Given passage>

>> BEGIN

Three additional files appear unconditionally because the kernel always tracks them, even with no controller enabled: cpu.stat (CPU accounting in microseconds), and cpu.pressure, memory.pressure, io.pressure — the PSI files described later in the chapter.

Controller-specific files (like memory.max, cpu.weight, pids.max) appear only after the parent enables that controller in cgroup.subtree_control. To enable more for demo, write the diff to the parent — in this case /sys/fs/cgroup itself:

echo "+memory +pids" | sudo tee /sys/fs/cgroup/cgroup.subtree_control > /dev/null
ls /sys/fs/cgroup/demo/ | grep -E '^memory\.|^pids\.' | head
# memory.current
# memory.events
# memory.high
# memory.low
# memory.max
# memory.peak
# memory.stat
# memory.swap.current
# pids.current
# pids.events
# pids.max

Enabling a controller for children does not enable it for the cgroup itself — that is what "top-down" means in practice. The kernel docs phrase it as: a controller is propagated into a cgroup's resource files by the parent's subtree_control, and is propagated out of that cgroup to its descendants by its own subtree_control. A cgroup with no children has no reason to enable anything in its subtree_control.

Move A Process In

Put a process into a cgroup by writing its PID to cgroup.procs:

sudo sh -c 'sleep 600 & echo $! > /sys/fs/cgroup/demo/cgroup.procs; wait'
# In another terminal:
cat /sys/fs/cgroup/demo/cgroup.procs
# 12345

A process can only be in one cgroup at a time. Writing its PID to a different cgroup's cgroup.procs moves it atomically. cgroup.threads works the same way for individual threads, on cgroups whose cgroup.type is threaded.

The move is a write of the calling task's membership, not a deep copy of state. As noted in the charging section, already-allocated memory stays charged to the original cgroup until it is freed.

Memory: Limits, Reclaim, OOM

The memory controller is the most consequential one to get right and the easiest to misconfigure. Start with what memory.max actually counts. In v2 the answer is "the cgroup's full memory footprint, including kernel allocations made on its behalf." Concretely, the controller charges:

Anonymous pages (heap, stack, malloc-backed memory).
File-backed pages that the cgroup is the first to fault into the page cache.

>> END

Extracted records>
>> BEGIN

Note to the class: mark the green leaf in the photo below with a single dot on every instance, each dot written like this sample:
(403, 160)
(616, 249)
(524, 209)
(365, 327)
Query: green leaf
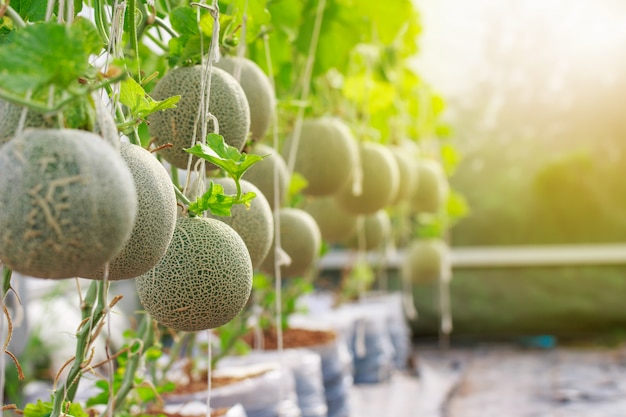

>> END

Given task> Please answer from the cgroup passage: what happens to memory a process has already allocated when it moves to another cgroup?

Task result> It stays charged to the original cgroup until it is freed.